### Exercise aim
Print, in exact form, the lines below from the one containing "reply: (506, 237)." through the one containing "reply: (138, 223).", and omit all others.

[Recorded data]
● ● ● ●
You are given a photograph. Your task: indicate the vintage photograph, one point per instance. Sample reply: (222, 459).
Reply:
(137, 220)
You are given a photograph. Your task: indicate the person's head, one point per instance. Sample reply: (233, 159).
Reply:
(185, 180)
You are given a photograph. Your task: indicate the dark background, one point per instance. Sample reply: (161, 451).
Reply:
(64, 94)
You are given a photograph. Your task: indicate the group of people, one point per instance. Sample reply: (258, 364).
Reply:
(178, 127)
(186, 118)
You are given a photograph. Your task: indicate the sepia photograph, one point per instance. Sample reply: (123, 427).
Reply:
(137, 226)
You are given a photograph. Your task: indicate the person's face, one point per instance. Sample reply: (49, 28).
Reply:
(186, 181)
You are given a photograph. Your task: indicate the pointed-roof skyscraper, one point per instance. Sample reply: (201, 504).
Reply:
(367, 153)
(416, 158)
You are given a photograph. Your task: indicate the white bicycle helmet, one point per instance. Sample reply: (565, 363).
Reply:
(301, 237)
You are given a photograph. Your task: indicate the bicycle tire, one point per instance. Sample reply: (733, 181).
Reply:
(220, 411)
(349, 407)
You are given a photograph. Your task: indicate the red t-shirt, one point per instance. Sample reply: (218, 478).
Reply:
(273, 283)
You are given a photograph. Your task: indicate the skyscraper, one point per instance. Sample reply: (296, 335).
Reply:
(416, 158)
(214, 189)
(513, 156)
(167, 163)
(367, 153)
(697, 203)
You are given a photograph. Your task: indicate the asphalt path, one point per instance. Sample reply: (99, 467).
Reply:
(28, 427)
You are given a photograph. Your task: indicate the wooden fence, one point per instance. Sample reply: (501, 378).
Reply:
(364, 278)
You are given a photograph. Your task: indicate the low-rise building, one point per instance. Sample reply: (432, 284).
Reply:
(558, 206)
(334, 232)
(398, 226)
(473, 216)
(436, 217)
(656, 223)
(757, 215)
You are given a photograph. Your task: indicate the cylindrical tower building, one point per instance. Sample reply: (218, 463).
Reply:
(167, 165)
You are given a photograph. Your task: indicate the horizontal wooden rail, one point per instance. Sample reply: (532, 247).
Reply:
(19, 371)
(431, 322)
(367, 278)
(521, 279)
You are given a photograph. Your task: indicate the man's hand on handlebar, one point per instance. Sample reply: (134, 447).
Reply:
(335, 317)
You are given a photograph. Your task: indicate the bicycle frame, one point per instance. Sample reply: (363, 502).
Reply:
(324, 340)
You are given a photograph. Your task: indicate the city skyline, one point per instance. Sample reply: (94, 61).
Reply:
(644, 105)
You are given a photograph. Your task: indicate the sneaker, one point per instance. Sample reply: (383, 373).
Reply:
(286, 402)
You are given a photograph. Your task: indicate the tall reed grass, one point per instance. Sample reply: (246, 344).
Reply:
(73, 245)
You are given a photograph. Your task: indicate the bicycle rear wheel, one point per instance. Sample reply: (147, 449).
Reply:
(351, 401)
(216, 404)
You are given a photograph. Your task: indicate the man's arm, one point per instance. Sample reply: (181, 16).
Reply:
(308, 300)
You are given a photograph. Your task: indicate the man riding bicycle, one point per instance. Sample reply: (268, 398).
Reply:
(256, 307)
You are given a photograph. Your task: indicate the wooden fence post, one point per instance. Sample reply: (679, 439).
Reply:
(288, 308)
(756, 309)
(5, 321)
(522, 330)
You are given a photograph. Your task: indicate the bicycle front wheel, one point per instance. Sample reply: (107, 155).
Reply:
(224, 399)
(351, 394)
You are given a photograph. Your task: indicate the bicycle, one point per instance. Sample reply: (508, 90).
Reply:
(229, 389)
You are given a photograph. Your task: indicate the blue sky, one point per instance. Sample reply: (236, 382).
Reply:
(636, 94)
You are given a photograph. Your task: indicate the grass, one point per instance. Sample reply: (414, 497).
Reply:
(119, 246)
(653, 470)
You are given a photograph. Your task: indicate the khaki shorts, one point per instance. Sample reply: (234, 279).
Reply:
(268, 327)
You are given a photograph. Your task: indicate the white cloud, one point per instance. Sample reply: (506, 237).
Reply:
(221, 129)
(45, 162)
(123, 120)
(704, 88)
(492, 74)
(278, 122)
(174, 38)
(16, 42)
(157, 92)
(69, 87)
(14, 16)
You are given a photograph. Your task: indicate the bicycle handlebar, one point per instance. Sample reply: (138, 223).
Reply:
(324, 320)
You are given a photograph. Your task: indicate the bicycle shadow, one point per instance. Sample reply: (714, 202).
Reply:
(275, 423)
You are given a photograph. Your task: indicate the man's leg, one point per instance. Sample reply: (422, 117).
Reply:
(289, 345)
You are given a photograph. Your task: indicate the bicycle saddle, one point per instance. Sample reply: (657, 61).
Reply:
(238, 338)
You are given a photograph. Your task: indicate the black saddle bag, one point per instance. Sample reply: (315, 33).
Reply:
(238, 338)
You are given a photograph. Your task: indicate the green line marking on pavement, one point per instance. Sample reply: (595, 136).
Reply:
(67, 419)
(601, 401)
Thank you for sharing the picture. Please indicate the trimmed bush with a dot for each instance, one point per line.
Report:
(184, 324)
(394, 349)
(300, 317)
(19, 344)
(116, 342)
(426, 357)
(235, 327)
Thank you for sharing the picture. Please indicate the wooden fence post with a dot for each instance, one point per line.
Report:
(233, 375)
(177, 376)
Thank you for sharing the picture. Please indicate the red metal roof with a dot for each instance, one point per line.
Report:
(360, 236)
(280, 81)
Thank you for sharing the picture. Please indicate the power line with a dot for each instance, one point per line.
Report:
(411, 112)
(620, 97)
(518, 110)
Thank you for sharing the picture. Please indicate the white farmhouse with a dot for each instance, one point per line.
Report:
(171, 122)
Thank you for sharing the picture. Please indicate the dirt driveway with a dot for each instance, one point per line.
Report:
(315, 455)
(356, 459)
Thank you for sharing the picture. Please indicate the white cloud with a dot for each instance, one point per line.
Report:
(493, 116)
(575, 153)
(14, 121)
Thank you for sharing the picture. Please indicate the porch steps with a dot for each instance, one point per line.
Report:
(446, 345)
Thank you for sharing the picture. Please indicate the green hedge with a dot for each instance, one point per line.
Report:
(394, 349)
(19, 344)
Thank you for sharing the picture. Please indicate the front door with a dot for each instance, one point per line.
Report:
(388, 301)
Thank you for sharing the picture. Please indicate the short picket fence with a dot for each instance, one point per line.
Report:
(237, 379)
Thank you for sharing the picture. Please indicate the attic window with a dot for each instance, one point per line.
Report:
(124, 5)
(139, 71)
● ● ● ●
### Exercise output
You are given a photograph. Your task: indicate the white cloud, one point per instance. Sample reply: (506, 237).
Reply:
(221, 129)
(45, 162)
(123, 120)
(704, 88)
(492, 74)
(278, 122)
(174, 38)
(16, 42)
(157, 92)
(69, 87)
(14, 16)
You are given a photograph. Your task: indicate the bicycle handlebar, one point per instance. Sample reply: (138, 223).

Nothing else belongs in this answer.